* _Text segment_:
Keep fit at home with the lifeboat crew
Fit for the crew
‘Being on the crew can be tough on my body,’ says Becky Hutson, lifeboat volunteer, watersports instructor and personal trainer. ‘When my pager goes off I don't know how long I’ll be going out on the lifeboat for or what I’ll need to do. Good conditioning reduces my risk of injury, increases my physical abilities and allows me to be an efficient member of the team.’
‘It’s not just about upper body strength,’ says Becky. ‘Pulling in an anchor or pulling someone out of the water requires lower body strength too. Staying strong and supple helps me be prepared for whatever comes my way.’
Fit for you
Keeping fit is not just for the crew. Twenty to thirty minutes of moderate physical activity a day is all that’s needed for anyone to stay fit. The key is to keep moving, and that can be working out or a hundred other things, like yoga, gardening, doing household chores, riding a bike or walking the dog.
‘It’s best to warm up for a few minutes before you begin,’ says Shoreham Harbour RNLI’s Lynzi Mulford. ‘Dynamic stretches will warm up cold muscles and your cardio system.’
Just as important is stretching to warm-down at the end. ‘This allows your your muscles to start to contract and return to their resting position,’ says Lynzi. ‘If you stretch you are less likely to be tight in your legs or arms afterwards.’
Whatever you do, take care when exercising, particularly if you have an underlying health condition or an existing injury. And if you have any concerns about your health seek medical advice from your GP, by phone or online.
Becky and Pom’s 15-minute workout
Here’s a basic workout you can do from the comfort of your living room. It will help strengthen and tone your muscles, and improve your balance and flexibility. And because the exercises are low impact, you shouldn’t find them too hard on the joints either.
Allow 30 seconds for each exercise – doing as many reps as you can in the time – before going on to the next. Try completing all five exercises without stopping. Then rest for 2 minutes and repeat the exercises twice more with 2-minute rest breaks in between.

* _Information_:
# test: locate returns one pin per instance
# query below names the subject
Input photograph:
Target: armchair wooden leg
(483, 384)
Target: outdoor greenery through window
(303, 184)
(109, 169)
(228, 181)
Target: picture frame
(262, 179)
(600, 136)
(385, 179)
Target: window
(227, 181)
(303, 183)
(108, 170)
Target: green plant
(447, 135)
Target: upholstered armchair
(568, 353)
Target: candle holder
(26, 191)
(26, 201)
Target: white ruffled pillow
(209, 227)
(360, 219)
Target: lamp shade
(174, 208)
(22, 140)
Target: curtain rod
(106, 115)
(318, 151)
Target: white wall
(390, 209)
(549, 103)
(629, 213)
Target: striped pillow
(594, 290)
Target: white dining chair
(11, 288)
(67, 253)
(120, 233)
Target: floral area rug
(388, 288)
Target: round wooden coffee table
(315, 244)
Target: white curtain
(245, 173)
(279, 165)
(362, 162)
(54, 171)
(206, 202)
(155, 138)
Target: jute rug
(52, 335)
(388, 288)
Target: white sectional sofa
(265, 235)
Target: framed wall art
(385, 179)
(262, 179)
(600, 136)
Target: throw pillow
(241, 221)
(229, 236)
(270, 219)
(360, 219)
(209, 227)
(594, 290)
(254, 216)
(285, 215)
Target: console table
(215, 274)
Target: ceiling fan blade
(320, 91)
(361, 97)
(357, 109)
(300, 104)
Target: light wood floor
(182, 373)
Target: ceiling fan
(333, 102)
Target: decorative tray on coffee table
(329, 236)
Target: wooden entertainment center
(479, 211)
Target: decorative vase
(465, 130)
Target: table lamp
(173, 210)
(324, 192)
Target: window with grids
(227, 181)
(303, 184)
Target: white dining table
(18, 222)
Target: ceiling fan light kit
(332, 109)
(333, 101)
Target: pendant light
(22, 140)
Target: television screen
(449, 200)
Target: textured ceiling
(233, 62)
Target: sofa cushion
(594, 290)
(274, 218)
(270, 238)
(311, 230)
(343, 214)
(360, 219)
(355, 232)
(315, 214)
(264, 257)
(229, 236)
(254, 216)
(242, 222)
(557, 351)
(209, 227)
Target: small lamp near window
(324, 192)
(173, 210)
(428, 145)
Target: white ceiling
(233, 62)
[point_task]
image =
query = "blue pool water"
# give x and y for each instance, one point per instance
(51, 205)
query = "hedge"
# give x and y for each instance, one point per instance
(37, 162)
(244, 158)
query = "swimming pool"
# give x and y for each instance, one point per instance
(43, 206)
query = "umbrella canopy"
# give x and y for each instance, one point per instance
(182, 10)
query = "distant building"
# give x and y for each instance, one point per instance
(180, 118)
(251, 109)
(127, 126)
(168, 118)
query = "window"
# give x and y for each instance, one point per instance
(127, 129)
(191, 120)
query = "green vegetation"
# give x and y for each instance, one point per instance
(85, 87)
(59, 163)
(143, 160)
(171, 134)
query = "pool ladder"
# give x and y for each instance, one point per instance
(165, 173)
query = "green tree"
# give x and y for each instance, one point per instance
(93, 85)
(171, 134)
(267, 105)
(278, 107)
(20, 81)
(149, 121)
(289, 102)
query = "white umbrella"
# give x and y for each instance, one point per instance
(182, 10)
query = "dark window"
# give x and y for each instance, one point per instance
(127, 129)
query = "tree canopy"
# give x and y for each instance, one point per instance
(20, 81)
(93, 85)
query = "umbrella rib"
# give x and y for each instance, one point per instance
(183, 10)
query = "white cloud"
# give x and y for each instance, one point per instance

* _Tasks and exercises_:
1. The text on keeping fit at home names some activities besides working out that can keep you moving. List them all.
2. Rewrite the paragraph beginning "Allow 30 seconds for each exercise" from the text on keeping fit at home as a short list of steps.
Use only the text to answer.

* _Task responses_:
1.
- yoga
- gardening
- doing household chores
- riding a bike
- walking the dog

2.
1. Spend 30 seconds on each exercise, doing as many reps as you can.
2. Go through all five exercises without stopping.
3. Rest for 2 minutes.
4. Repeat the exercises twice more, with a 2-minute rest between rounds.